START INFORMATION
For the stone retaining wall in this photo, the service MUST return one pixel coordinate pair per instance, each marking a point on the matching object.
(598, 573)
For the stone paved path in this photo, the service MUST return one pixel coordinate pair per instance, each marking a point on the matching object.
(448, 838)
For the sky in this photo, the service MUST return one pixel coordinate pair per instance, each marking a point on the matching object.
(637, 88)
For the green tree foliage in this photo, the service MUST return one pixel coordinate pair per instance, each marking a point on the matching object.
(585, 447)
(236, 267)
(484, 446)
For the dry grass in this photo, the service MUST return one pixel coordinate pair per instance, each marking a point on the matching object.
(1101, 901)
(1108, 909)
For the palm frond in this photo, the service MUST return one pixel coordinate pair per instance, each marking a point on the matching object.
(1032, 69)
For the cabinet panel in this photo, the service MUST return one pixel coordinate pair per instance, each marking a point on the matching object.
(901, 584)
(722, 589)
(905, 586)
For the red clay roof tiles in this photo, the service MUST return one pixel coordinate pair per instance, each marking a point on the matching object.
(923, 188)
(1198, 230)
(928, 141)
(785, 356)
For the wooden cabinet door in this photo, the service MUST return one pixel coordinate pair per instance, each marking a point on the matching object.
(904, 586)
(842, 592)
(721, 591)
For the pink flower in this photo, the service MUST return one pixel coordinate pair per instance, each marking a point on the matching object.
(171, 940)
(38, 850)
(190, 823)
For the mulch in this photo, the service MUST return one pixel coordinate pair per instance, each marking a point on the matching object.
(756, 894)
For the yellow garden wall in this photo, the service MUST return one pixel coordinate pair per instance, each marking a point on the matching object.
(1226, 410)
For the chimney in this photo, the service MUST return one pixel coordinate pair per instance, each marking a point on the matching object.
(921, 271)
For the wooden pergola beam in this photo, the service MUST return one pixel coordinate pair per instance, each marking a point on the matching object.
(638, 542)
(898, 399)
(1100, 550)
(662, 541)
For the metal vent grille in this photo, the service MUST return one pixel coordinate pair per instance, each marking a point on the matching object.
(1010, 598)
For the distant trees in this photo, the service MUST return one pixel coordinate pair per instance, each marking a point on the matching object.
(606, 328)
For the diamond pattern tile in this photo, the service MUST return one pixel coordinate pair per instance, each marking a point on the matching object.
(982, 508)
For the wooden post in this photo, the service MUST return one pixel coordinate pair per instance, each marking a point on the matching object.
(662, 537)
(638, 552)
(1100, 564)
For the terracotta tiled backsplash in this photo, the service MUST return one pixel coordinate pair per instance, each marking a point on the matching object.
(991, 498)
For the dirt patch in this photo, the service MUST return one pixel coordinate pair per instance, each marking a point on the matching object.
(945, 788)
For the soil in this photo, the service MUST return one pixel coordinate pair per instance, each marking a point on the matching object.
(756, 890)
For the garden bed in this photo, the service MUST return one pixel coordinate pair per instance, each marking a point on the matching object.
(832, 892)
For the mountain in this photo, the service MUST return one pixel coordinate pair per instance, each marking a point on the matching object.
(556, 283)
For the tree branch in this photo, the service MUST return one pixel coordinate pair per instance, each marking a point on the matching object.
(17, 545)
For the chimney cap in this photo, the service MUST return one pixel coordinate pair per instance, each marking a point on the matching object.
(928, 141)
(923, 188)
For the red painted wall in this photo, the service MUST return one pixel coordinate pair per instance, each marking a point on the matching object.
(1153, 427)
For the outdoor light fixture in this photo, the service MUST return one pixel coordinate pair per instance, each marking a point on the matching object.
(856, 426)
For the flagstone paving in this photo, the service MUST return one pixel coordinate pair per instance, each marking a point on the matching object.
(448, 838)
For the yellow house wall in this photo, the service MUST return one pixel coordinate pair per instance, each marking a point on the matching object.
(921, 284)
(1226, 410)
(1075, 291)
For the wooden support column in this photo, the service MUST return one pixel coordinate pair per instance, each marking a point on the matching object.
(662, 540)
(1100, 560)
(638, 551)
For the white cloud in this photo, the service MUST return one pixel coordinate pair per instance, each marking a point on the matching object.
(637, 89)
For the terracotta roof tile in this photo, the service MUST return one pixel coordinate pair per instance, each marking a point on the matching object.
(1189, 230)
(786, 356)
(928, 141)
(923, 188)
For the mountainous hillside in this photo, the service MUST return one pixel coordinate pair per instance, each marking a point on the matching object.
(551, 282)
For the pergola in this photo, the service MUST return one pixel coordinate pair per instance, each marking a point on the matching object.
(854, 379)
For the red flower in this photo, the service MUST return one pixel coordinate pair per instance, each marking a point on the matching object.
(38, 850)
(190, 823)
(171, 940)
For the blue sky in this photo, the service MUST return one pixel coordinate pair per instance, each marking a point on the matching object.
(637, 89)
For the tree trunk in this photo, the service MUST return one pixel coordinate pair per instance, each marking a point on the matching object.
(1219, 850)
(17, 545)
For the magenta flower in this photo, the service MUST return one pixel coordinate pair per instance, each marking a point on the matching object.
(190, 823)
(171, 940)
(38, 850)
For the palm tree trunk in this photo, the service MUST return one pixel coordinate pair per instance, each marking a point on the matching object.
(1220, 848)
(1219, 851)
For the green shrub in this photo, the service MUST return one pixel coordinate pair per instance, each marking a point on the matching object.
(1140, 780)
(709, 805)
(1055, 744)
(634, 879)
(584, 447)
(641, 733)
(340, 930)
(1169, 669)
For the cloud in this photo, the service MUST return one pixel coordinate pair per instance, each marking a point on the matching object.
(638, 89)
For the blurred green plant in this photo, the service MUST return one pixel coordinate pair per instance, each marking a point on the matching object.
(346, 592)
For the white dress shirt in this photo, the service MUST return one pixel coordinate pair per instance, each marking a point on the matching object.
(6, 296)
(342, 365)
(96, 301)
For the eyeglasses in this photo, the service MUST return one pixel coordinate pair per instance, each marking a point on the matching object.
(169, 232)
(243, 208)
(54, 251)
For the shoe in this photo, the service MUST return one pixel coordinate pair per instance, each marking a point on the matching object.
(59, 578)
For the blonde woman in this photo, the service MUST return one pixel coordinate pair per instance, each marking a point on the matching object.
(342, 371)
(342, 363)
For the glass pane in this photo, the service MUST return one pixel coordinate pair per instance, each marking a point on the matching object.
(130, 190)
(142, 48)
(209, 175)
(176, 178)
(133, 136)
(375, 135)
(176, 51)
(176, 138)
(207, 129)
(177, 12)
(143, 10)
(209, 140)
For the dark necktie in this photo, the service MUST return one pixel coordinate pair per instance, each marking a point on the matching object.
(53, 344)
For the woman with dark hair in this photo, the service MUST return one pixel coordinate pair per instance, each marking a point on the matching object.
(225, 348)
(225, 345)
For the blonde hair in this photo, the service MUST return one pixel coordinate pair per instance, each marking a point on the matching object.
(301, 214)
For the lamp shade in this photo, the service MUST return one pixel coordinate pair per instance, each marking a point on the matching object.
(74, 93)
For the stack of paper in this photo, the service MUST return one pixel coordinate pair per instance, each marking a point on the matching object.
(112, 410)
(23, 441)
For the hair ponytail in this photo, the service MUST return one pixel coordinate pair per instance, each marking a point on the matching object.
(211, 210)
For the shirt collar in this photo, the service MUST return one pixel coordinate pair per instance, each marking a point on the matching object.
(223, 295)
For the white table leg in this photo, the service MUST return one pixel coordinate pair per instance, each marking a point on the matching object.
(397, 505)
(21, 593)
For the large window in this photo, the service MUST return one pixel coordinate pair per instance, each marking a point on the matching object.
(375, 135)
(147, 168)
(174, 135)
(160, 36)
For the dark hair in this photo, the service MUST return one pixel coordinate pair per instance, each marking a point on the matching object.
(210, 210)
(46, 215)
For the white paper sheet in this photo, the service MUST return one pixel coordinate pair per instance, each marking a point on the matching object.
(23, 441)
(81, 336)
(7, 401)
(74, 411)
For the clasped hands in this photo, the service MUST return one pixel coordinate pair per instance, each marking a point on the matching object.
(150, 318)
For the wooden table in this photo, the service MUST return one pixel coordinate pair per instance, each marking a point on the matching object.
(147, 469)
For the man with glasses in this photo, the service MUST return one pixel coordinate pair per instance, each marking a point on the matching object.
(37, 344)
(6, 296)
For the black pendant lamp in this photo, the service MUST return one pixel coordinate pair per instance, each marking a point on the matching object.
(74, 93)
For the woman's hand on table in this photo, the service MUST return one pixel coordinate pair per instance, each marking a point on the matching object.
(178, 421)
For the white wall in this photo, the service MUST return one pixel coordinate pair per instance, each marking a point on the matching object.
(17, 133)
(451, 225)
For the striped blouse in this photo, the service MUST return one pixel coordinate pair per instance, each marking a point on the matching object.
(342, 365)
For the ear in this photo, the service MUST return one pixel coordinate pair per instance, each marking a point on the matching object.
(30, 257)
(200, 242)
END INFORMATION
WHAT THE EXERCISE ASKS
Reproduce without change every line of the entries above, from the one containing "For the black" through the last.

ANSWER FOR THIS EXERCISE
For the black pendant lamp in this photo, the service MUST return one pixel coordinate pair per instance, each marking a point on the matching object.
(74, 93)
For the woman's hand on table in this photo, the service MUST return one pixel coordinate pair per instance, each marking a point on the matching object.
(178, 421)
For the white wall in this photo, the service MUST return one pixel coordinate pair per instance, each marking a point on the matching object.
(17, 133)
(451, 225)
For the striped blouse in this photo, the service MUST return one pixel coordinate pair per instance, each marking a point on the matching object.
(342, 365)
For the ear in this photo, the service MUST return one pixel coordinate pair per instance, each marking a point on the matching object.
(30, 257)
(200, 242)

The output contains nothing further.